### Material for the task
== == ==

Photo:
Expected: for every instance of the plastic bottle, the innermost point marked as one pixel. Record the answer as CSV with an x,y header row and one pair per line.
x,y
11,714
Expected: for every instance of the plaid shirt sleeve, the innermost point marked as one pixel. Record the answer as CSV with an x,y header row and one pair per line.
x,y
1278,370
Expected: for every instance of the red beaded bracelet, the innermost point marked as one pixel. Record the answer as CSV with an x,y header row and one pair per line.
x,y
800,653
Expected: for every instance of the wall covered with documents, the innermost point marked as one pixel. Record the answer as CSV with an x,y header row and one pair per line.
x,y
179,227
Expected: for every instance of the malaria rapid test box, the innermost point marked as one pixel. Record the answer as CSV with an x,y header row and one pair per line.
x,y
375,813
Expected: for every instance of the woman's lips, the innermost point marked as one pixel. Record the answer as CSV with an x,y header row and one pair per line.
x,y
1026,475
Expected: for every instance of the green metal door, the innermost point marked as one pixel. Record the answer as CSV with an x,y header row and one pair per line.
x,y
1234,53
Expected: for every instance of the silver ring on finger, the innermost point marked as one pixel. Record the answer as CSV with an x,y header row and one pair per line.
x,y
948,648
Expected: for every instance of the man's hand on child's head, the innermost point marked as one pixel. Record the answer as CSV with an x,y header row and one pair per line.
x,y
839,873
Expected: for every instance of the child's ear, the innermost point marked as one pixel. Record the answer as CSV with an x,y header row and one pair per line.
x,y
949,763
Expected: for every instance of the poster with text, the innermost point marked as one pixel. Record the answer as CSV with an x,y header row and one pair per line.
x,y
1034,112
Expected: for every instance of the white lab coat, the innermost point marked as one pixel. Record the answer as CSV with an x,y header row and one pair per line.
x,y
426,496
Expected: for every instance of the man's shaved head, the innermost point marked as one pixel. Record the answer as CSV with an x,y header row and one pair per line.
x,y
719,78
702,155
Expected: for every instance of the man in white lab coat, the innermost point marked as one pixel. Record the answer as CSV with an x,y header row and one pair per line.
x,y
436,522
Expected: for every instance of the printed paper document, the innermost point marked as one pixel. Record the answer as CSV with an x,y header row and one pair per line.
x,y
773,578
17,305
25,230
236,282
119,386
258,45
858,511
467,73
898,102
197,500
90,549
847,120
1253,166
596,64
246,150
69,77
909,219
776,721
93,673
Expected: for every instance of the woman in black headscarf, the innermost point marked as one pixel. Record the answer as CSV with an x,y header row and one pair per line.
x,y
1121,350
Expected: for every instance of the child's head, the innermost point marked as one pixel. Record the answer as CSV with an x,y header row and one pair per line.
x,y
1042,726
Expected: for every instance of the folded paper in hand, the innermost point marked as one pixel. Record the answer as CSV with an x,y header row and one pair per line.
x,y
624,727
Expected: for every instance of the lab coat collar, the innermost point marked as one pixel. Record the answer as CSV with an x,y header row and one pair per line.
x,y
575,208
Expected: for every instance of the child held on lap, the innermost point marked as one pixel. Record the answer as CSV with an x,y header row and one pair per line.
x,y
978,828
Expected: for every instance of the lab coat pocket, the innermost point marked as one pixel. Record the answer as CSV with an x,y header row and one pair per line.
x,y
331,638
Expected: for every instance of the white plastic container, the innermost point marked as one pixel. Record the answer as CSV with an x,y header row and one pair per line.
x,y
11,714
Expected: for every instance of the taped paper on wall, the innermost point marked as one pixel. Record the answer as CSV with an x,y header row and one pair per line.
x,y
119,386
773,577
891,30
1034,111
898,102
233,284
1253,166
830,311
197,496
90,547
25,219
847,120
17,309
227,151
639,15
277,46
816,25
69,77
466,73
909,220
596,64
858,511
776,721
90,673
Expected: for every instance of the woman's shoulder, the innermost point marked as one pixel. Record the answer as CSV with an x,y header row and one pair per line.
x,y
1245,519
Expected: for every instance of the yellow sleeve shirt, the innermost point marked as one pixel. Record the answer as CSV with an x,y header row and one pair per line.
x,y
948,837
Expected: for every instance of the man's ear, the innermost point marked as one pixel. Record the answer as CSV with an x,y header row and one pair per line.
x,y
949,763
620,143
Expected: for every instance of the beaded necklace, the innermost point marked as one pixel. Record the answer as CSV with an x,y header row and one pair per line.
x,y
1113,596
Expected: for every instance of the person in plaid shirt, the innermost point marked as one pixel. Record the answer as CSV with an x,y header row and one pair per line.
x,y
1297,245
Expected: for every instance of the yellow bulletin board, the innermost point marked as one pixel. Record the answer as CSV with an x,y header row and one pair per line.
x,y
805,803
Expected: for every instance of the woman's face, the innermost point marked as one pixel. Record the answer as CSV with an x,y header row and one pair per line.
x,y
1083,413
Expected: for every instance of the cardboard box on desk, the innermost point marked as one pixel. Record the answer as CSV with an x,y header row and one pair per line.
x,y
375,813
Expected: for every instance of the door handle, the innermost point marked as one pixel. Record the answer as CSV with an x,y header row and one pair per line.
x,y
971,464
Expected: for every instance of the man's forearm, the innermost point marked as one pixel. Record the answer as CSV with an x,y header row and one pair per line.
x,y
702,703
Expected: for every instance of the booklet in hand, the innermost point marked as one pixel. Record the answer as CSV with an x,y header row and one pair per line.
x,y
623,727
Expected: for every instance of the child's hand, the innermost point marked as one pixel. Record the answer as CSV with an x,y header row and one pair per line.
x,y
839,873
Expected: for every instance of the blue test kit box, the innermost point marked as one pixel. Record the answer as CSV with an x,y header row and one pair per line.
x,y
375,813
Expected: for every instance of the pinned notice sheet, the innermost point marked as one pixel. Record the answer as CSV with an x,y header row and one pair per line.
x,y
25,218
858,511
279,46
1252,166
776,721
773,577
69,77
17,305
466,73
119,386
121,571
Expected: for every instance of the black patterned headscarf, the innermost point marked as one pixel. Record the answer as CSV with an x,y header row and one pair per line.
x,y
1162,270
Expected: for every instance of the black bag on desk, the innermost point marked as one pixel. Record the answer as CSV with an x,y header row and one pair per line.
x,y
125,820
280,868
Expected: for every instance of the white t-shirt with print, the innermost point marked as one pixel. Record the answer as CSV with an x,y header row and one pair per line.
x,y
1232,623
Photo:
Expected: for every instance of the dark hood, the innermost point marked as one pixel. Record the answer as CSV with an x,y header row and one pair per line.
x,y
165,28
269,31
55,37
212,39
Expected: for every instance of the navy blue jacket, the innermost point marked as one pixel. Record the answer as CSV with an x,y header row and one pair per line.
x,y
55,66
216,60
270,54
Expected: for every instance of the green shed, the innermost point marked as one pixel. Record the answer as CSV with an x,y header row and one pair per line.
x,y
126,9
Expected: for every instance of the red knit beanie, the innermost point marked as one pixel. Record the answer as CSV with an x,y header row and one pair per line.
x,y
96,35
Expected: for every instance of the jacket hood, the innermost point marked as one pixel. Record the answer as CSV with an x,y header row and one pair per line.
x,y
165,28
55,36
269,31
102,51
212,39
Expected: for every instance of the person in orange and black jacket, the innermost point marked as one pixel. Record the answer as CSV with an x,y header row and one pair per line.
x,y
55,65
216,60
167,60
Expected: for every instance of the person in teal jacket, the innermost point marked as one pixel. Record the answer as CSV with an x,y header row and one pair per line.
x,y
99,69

== == ==

### Exercise details
Exact copies of all the records are to be printed.

### Exercise answer
Photo:
Expected: for every instance of the plastic bottle, the innermost point marked as one pixel. Record the answer as CSV with an x,y header row and one pair per line.
x,y
11,714
Expected: for every instance of the plaid shirt sleeve, the innermost point marked as one pixel. Record the answer as CSV with an x,y header row and one pair per line.
x,y
1278,370
Expected: for every instance of the red beaded bracelet, the innermost point marked as one pixel. Record the answer as CSV with an x,y header row and one pair per line.
x,y
800,653
Expected: for every instance of the wall covered with documents, the innermost point marked as one pixel. Record the answer as CSV with an x,y header row and one pair per line.
x,y
179,227
Expected: for every instance of the malaria rapid test box, the innermost point marked as one pixel. Record the answer as CSV with an x,y header row and one pair per line.
x,y
375,813
Expected: for every instance of the woman's lips, the innermost point marked as one pixel. Record the answer as CSV with an x,y header row and one pair per line.
x,y
1026,475
Expected: for every instance of the green metal door, the innermost point marked as one pixel. Record the answer as CSV with an x,y header row and one pair per line.
x,y
1234,53
Expected: for every instance of the silver ring on finger, the innermost point marked as one pixel. Record the answer as CSV with an x,y header row and one pair per line.
x,y
948,648
Expected: for every instance of the man's hand on child's head, the innermost point marked as one pixel. Record the answer as CSV with an x,y header row and one pair per line.
x,y
839,873
Expected: for every instance of the child's ear, the innermost point marked as one pixel. Record the answer as CSV with an x,y header row and one pair per line.
x,y
949,763
Expected: for every instance of the poster with text, the innermost point marked as one pixel. Record the answer as CSV with an x,y header row and one pair per line.
x,y
1034,112
Expected: for every instance of the white lab coat, the innermost point marked as one pixel. Record the answer as CSV with an x,y header row and one pair per line.
x,y
426,496
Expected: for every instance of the man's shaved head, the innermost point marked as one pixel. Record the answer as CSV with an x,y header row and one pair per line.
x,y
719,78
702,155
Expected: for every instance of the man in white lab coat, the innermost point marked as one pixel. Record the answer as CSV with an x,y header row and one pair per line.
x,y
436,522
Expected: for every instance of the printed paper document, the innermost point marked as one pixel. Record the answer as CSV with an x,y header row and one pair per line.
x,y
773,578
17,305
25,230
236,282
119,386
258,45
858,511
467,73
898,102
197,500
90,549
847,120
1253,166
596,64
246,150
69,77
909,219
776,721
93,673
Expected: for every instance of the woman in black headscarf, the innermost point marked as one pixel. Record the answer as CSV with an x,y header row and one pair per line.
x,y
1121,350
Expected: for every instance of the child's head, the innermost point marked as one pixel. Record the answer as CSV with an x,y header row and one pair per line.
x,y
1042,726
Expected: for every instance of the folded paper in hand, the innermost point marked as one pixel. Record the answer as CSV with an x,y header row and one pair per line.
x,y
624,727
Expected: for every instance of the lab coat collar, the innermost point marked as one pixel. Record the answer as CSV with an x,y header row and one pair per line.
x,y
575,208
Expected: for every instance of the child held on lap, the innermost point marked as one pixel. Record the answer as CSV with an x,y header row and one pair per line.
x,y
978,828
Expected: for every instance of the lab coat pocket, the innermost point marked as one pixel. Record the answer as CSV with an x,y header row and one pair per line.
x,y
331,638
Expected: for every instance of the white plastic container, the innermost point marked as one pixel. Record the answer as CSV with an x,y header row and one pair per line.
x,y
11,714
Expected: for every instance of the taped paper on wall, the innermost point marked as one pixel. Record the answer as CSV with an x,y header row and one pair per line.
x,y
119,386
773,577
891,30
1034,111
898,102
233,284
1253,166
830,311
197,496
90,547
25,219
847,120
17,309
227,151
639,15
277,46
816,25
69,77
466,73
909,220
596,64
858,511
776,721
90,673
Expected: for every instance of the woman's shoulder, the innermost point marked as one pixel. Record the answer as CSV with an x,y header row and one pair per line.
x,y
1245,519
Expected: for every instance of the yellow sleeve shirt, the innermost point marked as one pixel. Record the answer as CSV with an x,y header row and one pair per line.
x,y
948,837
Expected: for every instance of the man's ear, the innermost point marked as one pixel. Record the answer as CSV with an x,y header row and one pair per line.
x,y
949,763
620,143
Expected: for every instance of the beaded necklace, the innermost point marked as one pixel. Record the answer as CSV with an x,y header row and one pair per line.
x,y
1113,596
Expected: for every instance of the person in plaid shirt, the innermost point marked as one pixel. Record the answer as CSV with an x,y header row and one pair per line.
x,y
1297,245
Expected: for every instance of the yellow bulletin board, the innermost point marked as one pixel. Record the answer as CSV with an x,y header row and one pair per line.
x,y
805,803
Expected: for every instance of the woman's face, the innermost point marked as one pixel. Record the answer as CSV with an x,y header row and one pair per line.
x,y
1083,413
Expected: for every instance of the cardboard box on desk, the innermost point marked as one pixel. Record the answer as CSV with an x,y header row and one pair per line.
x,y
375,813
Expected: for every instance of the door handle, the innermost point marked as one pixel. Record the answer as CSV with an x,y header row and one pair per line.
x,y
971,464
Expected: for every instance of the man's forearm, the innermost point marked as one pixel. Record the answer as CSV with an x,y header row and one pair per line.
x,y
702,703
Expected: for every instance of the booklet in hand, the innermost point marked as one pixel. Record the answer as CSV with an x,y header row and one pair per line.
x,y
623,727
Expected: for every instance of the child's hand, the innermost point marked as one pixel. Record the answer as CSV with an x,y header row and one pair per line.
x,y
839,873
Expected: for every instance of the blue test kit box, the innermost point marked as one pixel. Record the answer as CSV with an x,y header row and one pair per line.
x,y
375,813
Expected: for every instance of the pinned notice sheet, the innermost point marked as one pixel. Record the answer as CSV with an x,y header row and one pair per line.
x,y
25,218
858,511
279,46
1252,166
776,721
773,577
69,77
17,305
466,73
119,386
121,571
Expected: for every instance of the black patterned headscarf, the innermost point marked as one pixel. Record the answer as CSV with an x,y header row and one pair per line.
x,y
1162,270
Expected: for every instance of the black bag on desk, the innermost point marked as one pixel. Record the answer as CSV with an x,y header row and one pair per line.
x,y
125,820
280,868
Expected: for every instance of the white t-shirt with print, the innermost point marked as one pixel. Record the answer as CSV with an x,y header row and one pair per line.
x,y
1232,623
Photo:
Expected: for every instance of the dark hood, the innermost point marked as one pixel. Record the answer as CSV with an x,y header row and one pair per line.
x,y
165,28
269,31
55,37
212,39
Expected: for every instance of the navy blue jacket, the innermost point marked as one pixel. Record the answer as CSV with an x,y header row and one pair per line.
x,y
55,66
216,60
270,54
Expected: for every instance of the green shed, the innermost point marked as one pixel. Record the answer as CSV with an x,y header row and one pair per line.
x,y
126,9
Expected: for every instance of the red knit beanie, the innermost point marked as one pixel. Record the answer as CSV with an x,y header row and one pair per line.
x,y
96,35
Expected: for every instance of the jacket hood, the innermost point marked as one pixel. Record the answer as CSV with an x,y header row and one pair per line.
x,y
165,28
55,36
269,31
102,51
212,39
Expected: for every instance of the person in orange and black jacket, the innermost point marked as one pixel. Record the answer as CSV with an x,y header row and one pair per line.
x,y
55,65
216,60
167,60
Expected: for every instance of the person in teal jacket, the innermost point marked as one pixel. Record the answer as CSV with an x,y header row and one pair per line.
x,y
99,69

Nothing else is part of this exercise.